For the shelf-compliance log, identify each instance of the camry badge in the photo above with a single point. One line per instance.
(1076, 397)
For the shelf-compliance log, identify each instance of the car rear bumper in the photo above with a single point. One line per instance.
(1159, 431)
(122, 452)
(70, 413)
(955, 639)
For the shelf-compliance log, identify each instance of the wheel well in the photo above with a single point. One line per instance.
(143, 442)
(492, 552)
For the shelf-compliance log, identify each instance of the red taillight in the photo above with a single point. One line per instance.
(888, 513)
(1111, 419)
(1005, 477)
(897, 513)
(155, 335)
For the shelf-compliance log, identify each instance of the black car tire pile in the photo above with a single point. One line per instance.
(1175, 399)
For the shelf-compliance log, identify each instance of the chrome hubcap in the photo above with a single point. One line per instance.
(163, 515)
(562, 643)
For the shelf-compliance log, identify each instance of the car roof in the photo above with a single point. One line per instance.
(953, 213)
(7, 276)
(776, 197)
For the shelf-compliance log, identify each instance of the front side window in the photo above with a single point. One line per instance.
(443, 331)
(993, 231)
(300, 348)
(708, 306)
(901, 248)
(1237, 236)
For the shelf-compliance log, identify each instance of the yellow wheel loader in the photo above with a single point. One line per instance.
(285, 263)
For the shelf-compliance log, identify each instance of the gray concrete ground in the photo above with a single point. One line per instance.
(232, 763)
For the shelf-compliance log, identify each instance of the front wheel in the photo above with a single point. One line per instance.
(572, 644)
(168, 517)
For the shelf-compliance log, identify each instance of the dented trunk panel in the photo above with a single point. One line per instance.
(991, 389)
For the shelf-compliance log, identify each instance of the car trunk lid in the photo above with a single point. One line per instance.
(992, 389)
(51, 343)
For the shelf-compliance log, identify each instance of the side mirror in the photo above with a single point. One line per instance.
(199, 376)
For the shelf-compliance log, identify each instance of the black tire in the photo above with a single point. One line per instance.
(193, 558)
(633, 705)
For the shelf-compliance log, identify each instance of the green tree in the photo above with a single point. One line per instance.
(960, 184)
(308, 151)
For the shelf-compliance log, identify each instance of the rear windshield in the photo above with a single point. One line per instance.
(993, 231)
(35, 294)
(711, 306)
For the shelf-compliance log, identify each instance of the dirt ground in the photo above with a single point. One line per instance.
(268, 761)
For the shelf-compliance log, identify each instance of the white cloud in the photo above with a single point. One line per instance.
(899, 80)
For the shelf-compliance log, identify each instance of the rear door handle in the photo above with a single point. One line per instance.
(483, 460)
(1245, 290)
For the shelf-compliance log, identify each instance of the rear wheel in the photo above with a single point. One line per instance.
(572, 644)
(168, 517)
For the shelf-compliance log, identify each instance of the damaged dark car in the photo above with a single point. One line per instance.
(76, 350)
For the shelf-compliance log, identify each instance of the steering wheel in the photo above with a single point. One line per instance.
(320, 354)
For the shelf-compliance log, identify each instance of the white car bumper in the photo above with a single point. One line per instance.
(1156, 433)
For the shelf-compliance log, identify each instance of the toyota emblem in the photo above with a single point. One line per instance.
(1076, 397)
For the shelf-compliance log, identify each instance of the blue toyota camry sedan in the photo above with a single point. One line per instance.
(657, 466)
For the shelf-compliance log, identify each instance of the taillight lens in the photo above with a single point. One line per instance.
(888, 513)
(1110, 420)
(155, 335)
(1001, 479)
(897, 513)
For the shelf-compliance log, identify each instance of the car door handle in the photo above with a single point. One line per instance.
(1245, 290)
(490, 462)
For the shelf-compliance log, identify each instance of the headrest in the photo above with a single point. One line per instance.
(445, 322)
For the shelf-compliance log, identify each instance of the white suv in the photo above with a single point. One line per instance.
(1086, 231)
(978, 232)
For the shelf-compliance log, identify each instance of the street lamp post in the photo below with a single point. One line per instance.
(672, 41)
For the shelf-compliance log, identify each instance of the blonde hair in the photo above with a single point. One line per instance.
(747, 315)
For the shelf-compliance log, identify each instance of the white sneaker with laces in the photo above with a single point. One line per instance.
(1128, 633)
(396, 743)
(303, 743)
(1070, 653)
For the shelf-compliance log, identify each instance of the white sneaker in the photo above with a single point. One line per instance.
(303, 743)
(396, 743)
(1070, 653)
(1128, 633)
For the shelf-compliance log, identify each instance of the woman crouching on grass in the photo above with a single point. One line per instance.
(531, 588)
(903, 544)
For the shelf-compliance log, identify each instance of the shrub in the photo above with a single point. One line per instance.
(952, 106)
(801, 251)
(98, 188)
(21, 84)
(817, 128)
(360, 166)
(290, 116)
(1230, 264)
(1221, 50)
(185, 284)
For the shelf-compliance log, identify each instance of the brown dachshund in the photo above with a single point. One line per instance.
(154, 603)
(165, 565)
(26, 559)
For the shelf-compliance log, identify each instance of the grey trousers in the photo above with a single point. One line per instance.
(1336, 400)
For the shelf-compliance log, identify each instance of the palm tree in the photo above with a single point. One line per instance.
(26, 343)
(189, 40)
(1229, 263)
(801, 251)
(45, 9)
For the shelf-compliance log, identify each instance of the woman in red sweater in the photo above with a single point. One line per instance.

------------------------------

§ Directions
Type out again, word for word, the part of the material above that starts with the line containing "of the shrub" and ends with the line containing "(1336, 400)", both of those lines included.

§ Solution
For the shelf-compliance log, identify each instance of the shrub in the photo above with a single point. One line per instance.
(952, 106)
(801, 251)
(98, 188)
(21, 84)
(817, 128)
(360, 166)
(290, 116)
(1230, 264)
(1221, 50)
(185, 284)
For the shelf-compliance log, identify each instance of the brown dachshund in the photo above with a single point. One line per instance.
(154, 603)
(165, 565)
(26, 559)
For the shelf-compliance log, identify each instance of the grey trousers in the photo above with a single point. One line per instance.
(1336, 400)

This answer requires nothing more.